[Saved entries]
+ + +

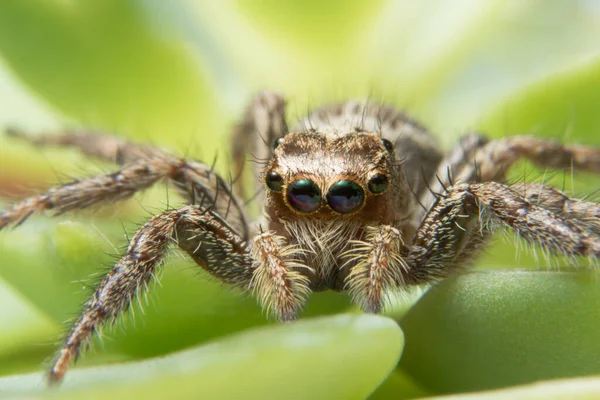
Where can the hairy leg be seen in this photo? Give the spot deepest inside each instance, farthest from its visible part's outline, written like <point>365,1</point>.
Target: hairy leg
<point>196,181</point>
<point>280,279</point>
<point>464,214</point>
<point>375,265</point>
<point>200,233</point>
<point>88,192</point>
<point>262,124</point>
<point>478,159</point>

+ + +

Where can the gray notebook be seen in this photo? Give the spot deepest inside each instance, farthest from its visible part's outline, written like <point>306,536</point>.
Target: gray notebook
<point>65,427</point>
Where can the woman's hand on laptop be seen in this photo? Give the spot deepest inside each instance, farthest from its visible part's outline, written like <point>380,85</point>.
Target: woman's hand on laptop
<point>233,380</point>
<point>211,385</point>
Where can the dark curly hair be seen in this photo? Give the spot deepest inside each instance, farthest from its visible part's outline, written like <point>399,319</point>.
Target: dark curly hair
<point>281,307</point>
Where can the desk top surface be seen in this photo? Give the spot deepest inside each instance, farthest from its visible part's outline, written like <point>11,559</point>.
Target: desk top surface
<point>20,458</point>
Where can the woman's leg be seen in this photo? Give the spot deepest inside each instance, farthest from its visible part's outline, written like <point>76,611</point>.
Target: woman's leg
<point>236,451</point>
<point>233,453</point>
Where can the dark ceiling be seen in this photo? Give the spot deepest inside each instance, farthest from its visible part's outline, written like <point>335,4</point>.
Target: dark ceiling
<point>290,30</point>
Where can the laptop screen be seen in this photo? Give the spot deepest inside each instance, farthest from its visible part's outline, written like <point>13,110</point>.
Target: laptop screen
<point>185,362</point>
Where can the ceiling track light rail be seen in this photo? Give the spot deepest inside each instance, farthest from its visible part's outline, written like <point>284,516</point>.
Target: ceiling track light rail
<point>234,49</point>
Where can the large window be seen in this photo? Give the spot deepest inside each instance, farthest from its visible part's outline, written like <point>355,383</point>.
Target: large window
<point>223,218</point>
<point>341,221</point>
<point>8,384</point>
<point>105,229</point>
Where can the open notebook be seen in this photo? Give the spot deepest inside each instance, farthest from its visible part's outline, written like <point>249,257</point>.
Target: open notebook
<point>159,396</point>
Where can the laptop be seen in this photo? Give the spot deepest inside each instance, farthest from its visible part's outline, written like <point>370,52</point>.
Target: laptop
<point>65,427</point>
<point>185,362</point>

+ + +

Work to complete: Extract from the records above the lines from the one containing "Where can the woman's hand" to the one containing "Where can the open", both lines included, exactly as they appear and with nothing else.

Task response:
Where can the woman's hand on laptop be seen in this photo? Give the spot deepest inside each instance, farthest from its visible part's outline, written like <point>380,85</point>.
Target: woman's hand on laptop
<point>233,380</point>
<point>211,385</point>
Where can the dark curly hair be seen in this photo? Give the spot deepest inside each instance, farthest from its visible part's outline, written like <point>399,319</point>.
Target: dark curly hair
<point>281,307</point>
Where can the desk top surface be seen in this photo? Give the spot deepest inside each instance, farthest from its visible part's outline, written like <point>11,559</point>.
Target: desk top surface
<point>20,458</point>
Where can the woman's leg be seen in this photo? Give the spot deepest inside each instance, farthest from its visible part's outline, written like <point>76,611</point>.
Target: woman's leg
<point>236,451</point>
<point>233,453</point>
Where can the dark ceiling be seen in this photo? Give the spot deepest inside each instance, farthest from its visible part's outline, written like <point>335,4</point>.
Target: dark ceiling
<point>290,30</point>
Where can the laptop screen be seen in this photo? Give the spot deepest inside each instance, farthest from its visible part's outline, written like <point>13,110</point>.
Target: laptop screen
<point>185,362</point>
Where can the ceiling track light rail be seen in this photo? Give the spot deepest inside each instance, farthest from its visible part's outline, written like <point>284,516</point>.
Target: ceiling track light rail
<point>234,49</point>
Where can the large window be seen in this photo? Give the spot deepest inside each instance, farthest from its visible part's outline, written like <point>355,383</point>.
Target: large window
<point>223,218</point>
<point>341,221</point>
<point>8,384</point>
<point>105,229</point>
Where can the open notebook be seen in this photo? Give the spot deepest inside each instance, farthest from its visible part's outline, written like <point>249,257</point>.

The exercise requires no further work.